■ Consignes de l'exercice
(A) Recopiez le passage du récit de l'aube au marais allant de « A l’aube naissante, l’homme » jusqu'à « attendit, immobile, silencieux. » inclus.
(B) Résumez en deux phrases le récit de l'aube au marais.
(C) Reprenez le récit de l'aube au marais là où il s'interrompt.

■ Extrait du document
----

A l’aube naissante, l’homme entendit un cri… Couv’ak, en deux notes modulées. Quel en était l’auteur ? Le - corbeau de nuit -, sans doute. L’astre montant allait bientôt déchirer les derniers lambeaux de ces brumes nocturnes. Il était tôt encore. La nuit n’avait pas dit son dernier mot. Cet oiseau, car il s’agissait d’un oiseau, à n’en pas douter, allait vite retrouver le soleil et le jour qu’il n’avait guère quittés. La nuit est courte pour le parent nourricier. Cette aurore le ramenait à la pêche qui avait déjà occupé son crépuscule et le début de sa nuit. L’homme, le visiteur, renouait, pour ce matin encore, avec cette passion qui le liait à la Nature, ce marais, pour lui source de réconfort, image de beauté, terre de découvertes. Couv’ak, repris l’oiseau. L’homme ne savait pas qui était cet oiseau. Patient, il attendit, immobile, silencieux.

----

■ Éléments du jeu de données
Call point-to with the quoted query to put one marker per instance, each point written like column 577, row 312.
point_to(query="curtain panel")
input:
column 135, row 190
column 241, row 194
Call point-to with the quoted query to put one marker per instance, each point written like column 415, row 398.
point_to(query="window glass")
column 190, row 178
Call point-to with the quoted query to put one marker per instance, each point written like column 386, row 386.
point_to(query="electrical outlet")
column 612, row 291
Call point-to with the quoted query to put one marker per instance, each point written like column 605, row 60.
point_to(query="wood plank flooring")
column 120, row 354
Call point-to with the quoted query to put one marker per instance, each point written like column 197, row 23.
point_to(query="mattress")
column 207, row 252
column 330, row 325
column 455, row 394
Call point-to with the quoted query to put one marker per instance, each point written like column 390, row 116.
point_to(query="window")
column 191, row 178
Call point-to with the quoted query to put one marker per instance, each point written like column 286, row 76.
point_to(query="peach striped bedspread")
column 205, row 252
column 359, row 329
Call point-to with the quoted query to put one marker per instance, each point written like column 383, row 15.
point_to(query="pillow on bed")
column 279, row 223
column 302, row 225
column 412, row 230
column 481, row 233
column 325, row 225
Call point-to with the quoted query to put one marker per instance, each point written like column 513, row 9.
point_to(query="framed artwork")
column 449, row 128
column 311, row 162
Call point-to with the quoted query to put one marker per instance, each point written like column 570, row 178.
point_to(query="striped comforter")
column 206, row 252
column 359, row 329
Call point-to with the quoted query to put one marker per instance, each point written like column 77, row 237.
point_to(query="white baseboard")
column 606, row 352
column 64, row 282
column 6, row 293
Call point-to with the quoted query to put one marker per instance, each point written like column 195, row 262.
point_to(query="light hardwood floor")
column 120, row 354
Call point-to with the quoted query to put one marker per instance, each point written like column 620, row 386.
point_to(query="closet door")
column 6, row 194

----

■ Réponses fournies
(A)
A l’aube naissante, l’homme entendit un cri… Couv’ak, en deux notes modulées. Quel en était l’auteur ? Le - corbeau de nuit -, sans doute. L’astre montant allait bientôt déchirer les derniers lambeaux de ces brumes nocturnes. Il était tôt encore. La nuit n’avait pas dit son dernier mot. Cet oiseau, car il s’agissait d’un oiseau, à n’en pas douter, allait vite retrouver le soleil et le jour qu’il n’avait guère quittés. La nuit est courte pour le parent nourricier. Cette aurore le ramenait à la pêche qui avait déjà occupé son crépuscule et le début de sa nuit. L’homme, le visiteur, renouait, pour ce matin encore, avec cette passion qui le liait à la Nature, ce marais, pour lui source de réconfort, image de beauté, terre de découvertes. Couv’ak, repris l’oiseau. L’homme ne savait pas qui était cet oiseau. Patient, il attendit, immobile, silencieux.

(B) À l'aube, un homme entend un cri en deux notes modulées, sans doute celui du corbeau de nuit, un oiseau parent nourricier que l'aurore ramène à la pêche. Lié à ce marais par sa passion pour la Nature, le visiteur ignore de quel oiseau il s'agit et attend, immobile et silencieux.

(C)
Lentement, la lumière révéla à ses yeux quelques branches, et sur l’une d’elle une silhouette un peu bossue. Un grand oiseau, de la taille d’une buse. Statique, pour l’instant. Le jour prit naissance, les ombres s’estompèrent. L’homme put voir les gris, les noirs, une tête assez grosse, un bec plutôt fort, de courtes pattes longues, jaunes et robustes. N’étant pas boétien, lui qui avait coutume de fréquenter les marais, se dit, à juste titre : - C’est un héron -. Il n’avait pas tort, bien sûr, - Oui ! Mais lequel ? - Bien sûr, ses guides lui révélèrent, peu à peu, l’identité de l’oiseau. Mêlé de gris et de noirs, assez petit de taille, il ne pouvait être ni le Héron cendré, ni le Héron pourpré. Aucune aigrette ne correspondait non plus. Trop blanc, le garde-boeufs, aussi. Le Crabier chevelu, le Blongios nain, peut-être ? Mais non ! Ils sont encore trop clairs. Enfin, se dit l’homme - J’ai trouvé ! C’est un butor ! - - Butor toi-même -, fut l’écho de l’oiseau. Je suis le Bihoreau !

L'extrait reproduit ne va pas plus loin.